* _Belge bölümü_
Bayraktar: ‘‘Müvekkilim usul hükümleri karşısında yalpalayan bir mahkeme karşısında 4 yıldan fazladır tutuklu’’
Müştekilerin bugüne kadar mahkemeye çağrılmamasını eleştiren Kavala’nın avukatı Köksal Bayraktar ise eski bakanlardan Nimet Çubukçu’nun dinlenmesini de istedi.
Profesör Bayraktar, ‘‘30. Ağır Ceza Mahkemesi'nde verilen sanık ifadelerini tekrar ettirdiniz, başka hiçbir şey yapmadınız, işin esasına girmediniz. Doğrudan karara gitme amacındasınız. Müvekkilim usul hükümleri karşısında yalpalayan bir mahkeme karşısında 4 yıldan fazladır tutuklu. Hiçbir davada olmayan bir şeyle karşı karşıyayız. Savcılık olmasına rağmen bakanlar bu davaya müdahil oluyor. ‘700 kişi müştekiyiz’ diyor, bunların biri dahi mahkemeye getirilmiyor. Durum buyken karara gitmek doğru değil. Davayı yerinde muhafaza etme kararından geri dönülmesin, geri dönülmeyecekse tevsii tahkikat yürütülmesini, Henri Barkey'in kaldığı otelin tespit edilip (Osman Kavala’nın o günlerde konuşmuş olduğu eski bakan) Nimet Çubukçu'nun dinlenmesini talep ediyorum’’ diye konuştu.
Can Atalay’dan ‘‘Adalet Bakanı Gül, Gezi davası nedeniyle istifa etti’’ iddiası
4 Mart'taki duruşmada Çiğdem Mater, Ali Hakan Altınay, Mine Özerden, Tayfun Kahraman ve Yiğit Ali Ekmekçi ile birlikte hakkında ‘‘Cebir ve şiddet kullanarak Türkiye Cumhuriyeti Hükümeti'ni ortadan kaldırmaya teşebbüse yardım etme’’ suçundan 15 yıldan 20’şer yıla kadar hapisle cezalandırılması istenen Can Atalay duruşmada verdiği beyanda 13 Mart’ta yaptığı bir konuşmada ‘‘Kim Kavala'nın serbest bırakılmasını istiyorsa Ukrayna'daki ve Suriye'deki çocukların katili de odur’’ diyen İçişleri Bakanı Süleyman Soylu hakkında suç duyurusunda bulundu.

* _Görev gereksinimleri_
Gezi davasıyla ilgili habere göre Kavala'nın avukatı Köksal Bayraktar hangi eski bakanın dinlenmesini istedi?

* _Veri kümesi_
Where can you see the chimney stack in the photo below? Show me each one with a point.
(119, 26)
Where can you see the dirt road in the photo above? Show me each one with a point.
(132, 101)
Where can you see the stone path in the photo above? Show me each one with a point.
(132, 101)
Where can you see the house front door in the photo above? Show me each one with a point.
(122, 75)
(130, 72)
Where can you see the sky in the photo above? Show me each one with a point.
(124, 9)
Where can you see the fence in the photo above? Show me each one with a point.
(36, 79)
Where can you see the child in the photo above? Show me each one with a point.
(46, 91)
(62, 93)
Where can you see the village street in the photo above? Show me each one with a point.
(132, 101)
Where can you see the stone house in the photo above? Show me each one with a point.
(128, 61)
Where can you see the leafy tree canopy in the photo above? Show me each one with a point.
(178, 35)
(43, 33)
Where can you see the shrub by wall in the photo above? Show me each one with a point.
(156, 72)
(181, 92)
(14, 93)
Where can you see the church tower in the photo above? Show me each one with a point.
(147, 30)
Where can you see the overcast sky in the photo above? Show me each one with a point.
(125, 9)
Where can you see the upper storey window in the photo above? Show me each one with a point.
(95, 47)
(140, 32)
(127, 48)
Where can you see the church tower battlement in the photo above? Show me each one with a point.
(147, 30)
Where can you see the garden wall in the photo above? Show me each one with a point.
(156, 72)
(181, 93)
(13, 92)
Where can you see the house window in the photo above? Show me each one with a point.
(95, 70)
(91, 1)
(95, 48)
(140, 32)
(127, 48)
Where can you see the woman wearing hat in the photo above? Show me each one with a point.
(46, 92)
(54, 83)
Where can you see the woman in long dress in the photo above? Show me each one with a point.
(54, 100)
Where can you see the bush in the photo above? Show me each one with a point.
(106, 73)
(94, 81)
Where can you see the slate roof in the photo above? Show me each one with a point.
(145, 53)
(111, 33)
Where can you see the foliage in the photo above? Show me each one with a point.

* _Alıştırma sonucu_
Nimet Çubukçu